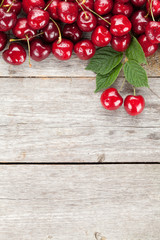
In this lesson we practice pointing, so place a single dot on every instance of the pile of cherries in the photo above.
(59, 26)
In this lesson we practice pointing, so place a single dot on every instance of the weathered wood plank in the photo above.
(72, 68)
(61, 120)
(74, 202)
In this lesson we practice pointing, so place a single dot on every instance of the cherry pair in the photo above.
(112, 100)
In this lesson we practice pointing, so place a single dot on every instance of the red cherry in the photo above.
(120, 44)
(3, 40)
(86, 21)
(67, 11)
(72, 32)
(22, 29)
(139, 21)
(101, 37)
(153, 32)
(7, 20)
(134, 105)
(15, 55)
(63, 50)
(147, 46)
(103, 7)
(39, 50)
(122, 8)
(28, 5)
(111, 99)
(120, 25)
(38, 18)
(84, 49)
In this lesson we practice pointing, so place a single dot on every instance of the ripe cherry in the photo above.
(67, 11)
(86, 21)
(120, 25)
(62, 50)
(111, 99)
(134, 105)
(103, 7)
(3, 40)
(153, 32)
(15, 55)
(38, 18)
(39, 50)
(101, 37)
(148, 47)
(120, 44)
(84, 49)
(72, 32)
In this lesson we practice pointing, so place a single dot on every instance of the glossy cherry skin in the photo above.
(111, 99)
(86, 24)
(134, 105)
(63, 50)
(28, 5)
(122, 8)
(101, 22)
(16, 6)
(139, 21)
(120, 25)
(38, 18)
(7, 20)
(153, 32)
(148, 48)
(155, 7)
(84, 49)
(39, 50)
(52, 9)
(72, 32)
(120, 44)
(67, 11)
(103, 7)
(22, 29)
(3, 40)
(101, 37)
(50, 32)
(15, 55)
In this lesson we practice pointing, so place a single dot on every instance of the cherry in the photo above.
(22, 29)
(120, 25)
(52, 9)
(86, 21)
(134, 105)
(15, 6)
(28, 5)
(120, 44)
(153, 32)
(148, 47)
(139, 21)
(103, 7)
(3, 40)
(38, 18)
(84, 49)
(15, 55)
(7, 20)
(111, 99)
(67, 11)
(62, 50)
(39, 50)
(122, 8)
(72, 32)
(101, 37)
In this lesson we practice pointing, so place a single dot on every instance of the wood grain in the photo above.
(61, 120)
(74, 202)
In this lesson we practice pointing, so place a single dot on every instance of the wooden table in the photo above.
(54, 137)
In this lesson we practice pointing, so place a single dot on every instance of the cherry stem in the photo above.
(60, 35)
(29, 51)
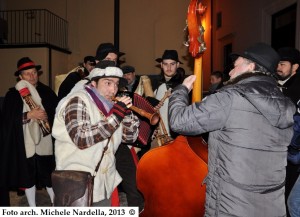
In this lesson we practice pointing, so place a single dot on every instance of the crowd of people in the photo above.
(253, 121)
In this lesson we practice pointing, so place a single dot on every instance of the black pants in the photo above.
(291, 177)
(126, 167)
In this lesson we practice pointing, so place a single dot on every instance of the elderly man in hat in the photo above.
(171, 75)
(250, 123)
(82, 132)
(27, 153)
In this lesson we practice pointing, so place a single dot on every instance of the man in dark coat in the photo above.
(250, 123)
(27, 158)
(289, 83)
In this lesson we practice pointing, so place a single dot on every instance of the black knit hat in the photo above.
(127, 69)
(26, 63)
(261, 54)
(104, 49)
(89, 58)
(289, 54)
(169, 54)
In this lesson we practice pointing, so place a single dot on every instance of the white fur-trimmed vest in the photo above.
(69, 157)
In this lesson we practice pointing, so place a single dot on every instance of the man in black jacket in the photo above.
(289, 83)
(27, 158)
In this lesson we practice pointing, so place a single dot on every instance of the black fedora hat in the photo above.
(169, 54)
(127, 69)
(26, 63)
(261, 54)
(104, 49)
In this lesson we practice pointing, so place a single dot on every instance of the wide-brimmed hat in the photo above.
(89, 59)
(261, 54)
(26, 63)
(169, 54)
(104, 49)
(108, 72)
(127, 69)
(289, 54)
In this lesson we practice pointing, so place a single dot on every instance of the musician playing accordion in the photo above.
(88, 123)
(128, 154)
(27, 158)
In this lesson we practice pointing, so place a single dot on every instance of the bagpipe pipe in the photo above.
(43, 124)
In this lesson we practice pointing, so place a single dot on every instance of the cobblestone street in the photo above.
(42, 199)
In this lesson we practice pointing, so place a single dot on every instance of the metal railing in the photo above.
(33, 27)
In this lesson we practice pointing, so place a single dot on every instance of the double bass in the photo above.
(171, 177)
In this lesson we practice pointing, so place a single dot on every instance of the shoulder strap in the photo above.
(98, 165)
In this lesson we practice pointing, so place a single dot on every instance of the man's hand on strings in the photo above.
(189, 81)
(37, 113)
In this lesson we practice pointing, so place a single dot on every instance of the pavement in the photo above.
(43, 200)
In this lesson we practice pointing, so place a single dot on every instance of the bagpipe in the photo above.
(44, 124)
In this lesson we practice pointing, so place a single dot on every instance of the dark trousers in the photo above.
(291, 177)
(126, 167)
(4, 196)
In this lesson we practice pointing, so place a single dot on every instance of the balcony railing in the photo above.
(33, 27)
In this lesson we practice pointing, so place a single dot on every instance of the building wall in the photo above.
(147, 28)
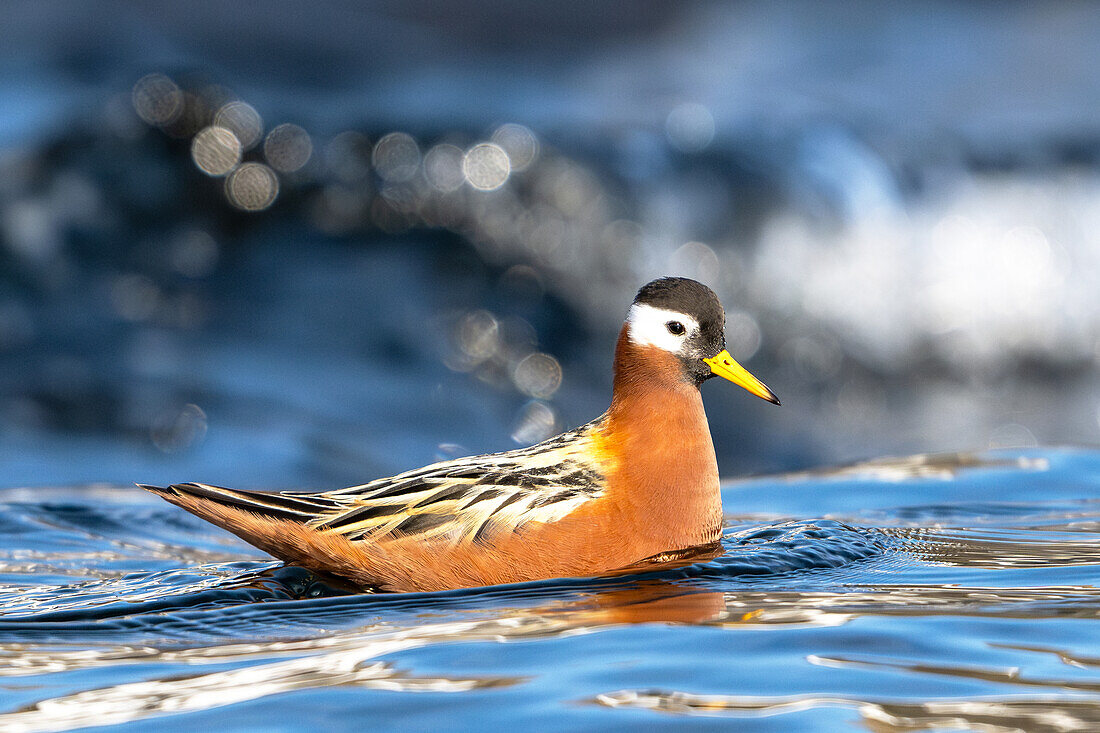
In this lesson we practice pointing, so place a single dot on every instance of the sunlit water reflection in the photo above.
(952, 591)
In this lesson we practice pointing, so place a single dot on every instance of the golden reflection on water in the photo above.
(993, 715)
(350, 658)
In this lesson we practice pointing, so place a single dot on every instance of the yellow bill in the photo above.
(726, 368)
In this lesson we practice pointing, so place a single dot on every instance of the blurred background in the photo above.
(290, 245)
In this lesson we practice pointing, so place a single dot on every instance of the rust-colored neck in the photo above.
(667, 476)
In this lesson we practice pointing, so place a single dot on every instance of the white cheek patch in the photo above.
(646, 326)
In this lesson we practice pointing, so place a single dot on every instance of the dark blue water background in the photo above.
(898, 208)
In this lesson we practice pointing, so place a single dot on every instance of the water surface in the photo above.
(900, 594)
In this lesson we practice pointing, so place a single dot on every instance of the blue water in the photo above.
(947, 591)
(894, 204)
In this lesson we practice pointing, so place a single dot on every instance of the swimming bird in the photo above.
(637, 484)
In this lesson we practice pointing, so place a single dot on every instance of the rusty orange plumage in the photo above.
(639, 483)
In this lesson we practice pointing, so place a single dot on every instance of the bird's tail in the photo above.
(205, 501)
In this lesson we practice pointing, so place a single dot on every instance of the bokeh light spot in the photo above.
(252, 187)
(519, 143)
(537, 422)
(538, 374)
(157, 99)
(690, 128)
(243, 120)
(442, 167)
(486, 166)
(287, 148)
(216, 151)
(396, 157)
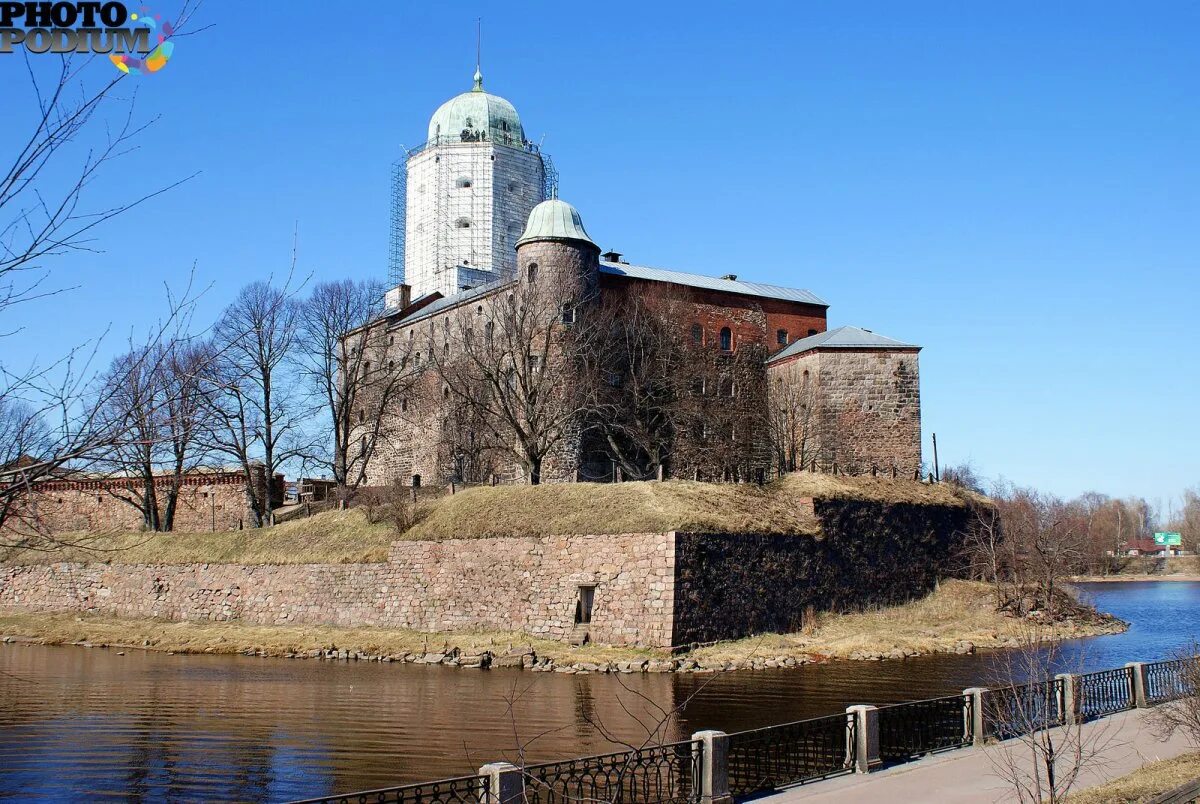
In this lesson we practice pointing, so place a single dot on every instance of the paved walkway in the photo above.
(970, 774)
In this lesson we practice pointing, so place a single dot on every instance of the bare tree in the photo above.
(1044, 754)
(640, 383)
(251, 400)
(354, 370)
(526, 375)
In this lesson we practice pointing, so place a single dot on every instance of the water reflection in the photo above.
(149, 726)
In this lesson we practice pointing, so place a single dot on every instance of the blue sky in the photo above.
(1013, 186)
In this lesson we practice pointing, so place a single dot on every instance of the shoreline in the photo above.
(1133, 579)
(957, 618)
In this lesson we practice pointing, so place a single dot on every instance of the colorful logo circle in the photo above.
(157, 58)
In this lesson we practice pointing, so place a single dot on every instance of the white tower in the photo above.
(469, 191)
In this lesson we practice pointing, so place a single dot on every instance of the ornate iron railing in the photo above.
(663, 773)
(918, 727)
(1012, 711)
(461, 790)
(1103, 693)
(763, 759)
(1167, 681)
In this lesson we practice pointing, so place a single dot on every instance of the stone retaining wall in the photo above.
(528, 585)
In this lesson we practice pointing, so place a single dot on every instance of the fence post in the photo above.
(505, 785)
(1068, 705)
(1138, 682)
(713, 785)
(864, 750)
(975, 725)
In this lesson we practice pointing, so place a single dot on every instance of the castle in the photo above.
(514, 349)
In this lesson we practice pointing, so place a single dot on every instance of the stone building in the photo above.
(767, 387)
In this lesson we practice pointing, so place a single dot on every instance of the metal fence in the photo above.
(775, 756)
(1104, 693)
(461, 790)
(1012, 711)
(1167, 681)
(765, 759)
(919, 727)
(663, 773)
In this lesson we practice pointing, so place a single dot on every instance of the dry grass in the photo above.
(347, 537)
(227, 637)
(1144, 784)
(955, 611)
(658, 507)
(334, 538)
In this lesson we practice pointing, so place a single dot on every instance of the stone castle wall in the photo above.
(528, 585)
(208, 501)
(870, 555)
(651, 589)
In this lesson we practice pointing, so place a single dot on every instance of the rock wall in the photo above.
(208, 501)
(869, 553)
(528, 585)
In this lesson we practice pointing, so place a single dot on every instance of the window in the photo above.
(585, 604)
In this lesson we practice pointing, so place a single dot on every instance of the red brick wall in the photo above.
(753, 319)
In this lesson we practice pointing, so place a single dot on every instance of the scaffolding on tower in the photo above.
(399, 210)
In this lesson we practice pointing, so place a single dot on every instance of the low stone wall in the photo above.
(528, 585)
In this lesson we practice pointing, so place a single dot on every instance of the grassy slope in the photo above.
(957, 610)
(1144, 784)
(346, 537)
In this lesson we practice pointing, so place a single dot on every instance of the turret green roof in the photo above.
(477, 117)
(555, 220)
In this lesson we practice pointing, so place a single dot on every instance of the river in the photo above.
(150, 726)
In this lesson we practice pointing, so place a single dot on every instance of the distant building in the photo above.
(777, 390)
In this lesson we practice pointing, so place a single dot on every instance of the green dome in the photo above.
(555, 220)
(477, 117)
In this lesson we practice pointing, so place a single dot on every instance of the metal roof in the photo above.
(844, 337)
(711, 282)
(556, 220)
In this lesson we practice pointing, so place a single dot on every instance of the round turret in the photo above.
(557, 255)
(477, 117)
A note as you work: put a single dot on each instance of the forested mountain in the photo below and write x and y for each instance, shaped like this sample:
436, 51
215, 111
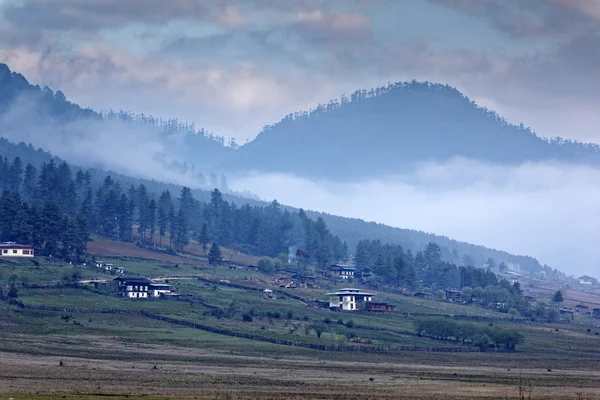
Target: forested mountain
389, 129
350, 230
309, 143
56, 206
29, 110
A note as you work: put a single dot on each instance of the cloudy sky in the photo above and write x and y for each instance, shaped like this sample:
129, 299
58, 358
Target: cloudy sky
232, 66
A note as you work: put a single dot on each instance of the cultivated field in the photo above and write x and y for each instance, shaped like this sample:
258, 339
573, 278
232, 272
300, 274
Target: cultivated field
227, 342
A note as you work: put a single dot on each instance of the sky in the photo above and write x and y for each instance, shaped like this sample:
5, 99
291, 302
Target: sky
233, 66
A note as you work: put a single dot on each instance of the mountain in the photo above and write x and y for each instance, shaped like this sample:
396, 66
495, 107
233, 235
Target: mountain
306, 143
26, 111
388, 130
350, 230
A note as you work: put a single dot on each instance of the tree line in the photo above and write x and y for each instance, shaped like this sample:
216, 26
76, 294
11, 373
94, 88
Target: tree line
56, 207
483, 337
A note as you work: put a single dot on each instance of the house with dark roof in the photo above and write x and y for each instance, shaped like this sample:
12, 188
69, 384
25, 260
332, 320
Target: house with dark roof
136, 287
12, 249
342, 271
349, 299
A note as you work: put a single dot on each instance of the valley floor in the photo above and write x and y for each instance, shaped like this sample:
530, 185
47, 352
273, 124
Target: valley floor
100, 367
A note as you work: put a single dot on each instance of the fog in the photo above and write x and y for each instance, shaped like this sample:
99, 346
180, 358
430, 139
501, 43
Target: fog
548, 211
124, 148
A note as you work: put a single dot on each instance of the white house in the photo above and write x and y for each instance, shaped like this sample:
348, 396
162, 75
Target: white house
158, 289
12, 249
134, 287
342, 271
349, 299
137, 287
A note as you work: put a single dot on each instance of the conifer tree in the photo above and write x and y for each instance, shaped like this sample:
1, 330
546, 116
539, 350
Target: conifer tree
214, 255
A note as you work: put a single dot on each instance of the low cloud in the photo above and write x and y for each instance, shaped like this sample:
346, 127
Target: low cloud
547, 211
123, 148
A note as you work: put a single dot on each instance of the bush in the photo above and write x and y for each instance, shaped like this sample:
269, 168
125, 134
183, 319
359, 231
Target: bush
247, 317
446, 329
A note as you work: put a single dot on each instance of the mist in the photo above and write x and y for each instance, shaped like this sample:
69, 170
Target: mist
548, 211
124, 148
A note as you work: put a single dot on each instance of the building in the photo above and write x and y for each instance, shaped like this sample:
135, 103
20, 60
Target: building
379, 307
365, 273
342, 271
349, 299
453, 295
423, 295
159, 289
134, 287
12, 249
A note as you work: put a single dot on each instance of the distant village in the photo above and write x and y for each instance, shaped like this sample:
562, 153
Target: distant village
350, 299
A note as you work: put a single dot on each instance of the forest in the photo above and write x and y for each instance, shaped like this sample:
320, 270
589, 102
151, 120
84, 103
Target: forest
350, 230
350, 117
393, 128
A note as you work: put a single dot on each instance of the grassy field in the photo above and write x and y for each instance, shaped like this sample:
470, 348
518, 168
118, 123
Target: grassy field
89, 344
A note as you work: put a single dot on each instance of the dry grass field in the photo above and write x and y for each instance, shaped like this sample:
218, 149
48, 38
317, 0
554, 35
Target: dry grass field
70, 350
100, 368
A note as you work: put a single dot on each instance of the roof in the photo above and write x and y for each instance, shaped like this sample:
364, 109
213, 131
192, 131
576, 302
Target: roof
344, 267
134, 279
14, 246
160, 285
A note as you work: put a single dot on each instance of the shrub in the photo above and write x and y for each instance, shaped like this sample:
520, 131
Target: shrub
247, 317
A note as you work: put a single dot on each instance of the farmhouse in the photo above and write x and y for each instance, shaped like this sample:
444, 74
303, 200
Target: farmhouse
136, 287
133, 287
342, 271
379, 307
12, 249
453, 295
586, 281
349, 299
160, 289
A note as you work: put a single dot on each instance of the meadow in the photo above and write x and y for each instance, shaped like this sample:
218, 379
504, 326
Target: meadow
222, 342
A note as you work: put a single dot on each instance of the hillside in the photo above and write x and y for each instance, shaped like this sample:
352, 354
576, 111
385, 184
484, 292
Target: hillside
388, 130
350, 230
28, 111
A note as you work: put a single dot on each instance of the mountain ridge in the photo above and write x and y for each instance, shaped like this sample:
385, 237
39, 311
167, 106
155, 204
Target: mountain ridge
391, 129
352, 229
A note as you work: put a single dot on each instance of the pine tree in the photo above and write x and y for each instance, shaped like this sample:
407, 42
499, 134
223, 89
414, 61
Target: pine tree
182, 234
214, 255
204, 238
29, 182
15, 175
151, 219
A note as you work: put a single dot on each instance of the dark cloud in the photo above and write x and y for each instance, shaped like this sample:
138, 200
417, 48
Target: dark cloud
528, 18
94, 15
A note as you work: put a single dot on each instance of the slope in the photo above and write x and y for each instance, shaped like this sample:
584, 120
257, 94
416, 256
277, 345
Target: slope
388, 130
350, 230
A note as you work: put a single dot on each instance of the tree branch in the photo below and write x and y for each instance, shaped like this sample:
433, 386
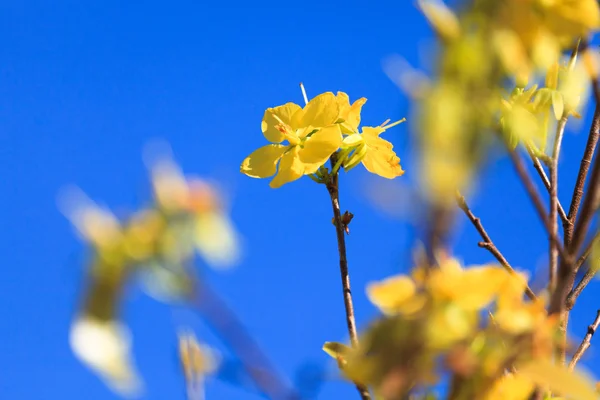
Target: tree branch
487, 243
540, 170
589, 274
560, 129
536, 199
333, 189
585, 344
584, 167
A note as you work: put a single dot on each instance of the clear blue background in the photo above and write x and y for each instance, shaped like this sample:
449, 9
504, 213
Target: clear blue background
84, 85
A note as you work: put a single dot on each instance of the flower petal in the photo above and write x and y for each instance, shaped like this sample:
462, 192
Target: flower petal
321, 111
393, 294
290, 168
320, 146
274, 117
384, 163
350, 113
262, 163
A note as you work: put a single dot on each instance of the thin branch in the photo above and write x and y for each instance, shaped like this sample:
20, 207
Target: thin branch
566, 272
487, 243
333, 189
560, 129
584, 167
587, 277
585, 344
540, 170
576, 292
536, 199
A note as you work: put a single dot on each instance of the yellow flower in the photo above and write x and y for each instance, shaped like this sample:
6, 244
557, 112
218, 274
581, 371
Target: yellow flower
544, 27
511, 386
375, 153
312, 137
394, 295
105, 347
349, 117
471, 289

EXERCISE: Within the entries above, work out the number of lines that include the string "below" and give only that.

EXERCISE SOLUTION: 2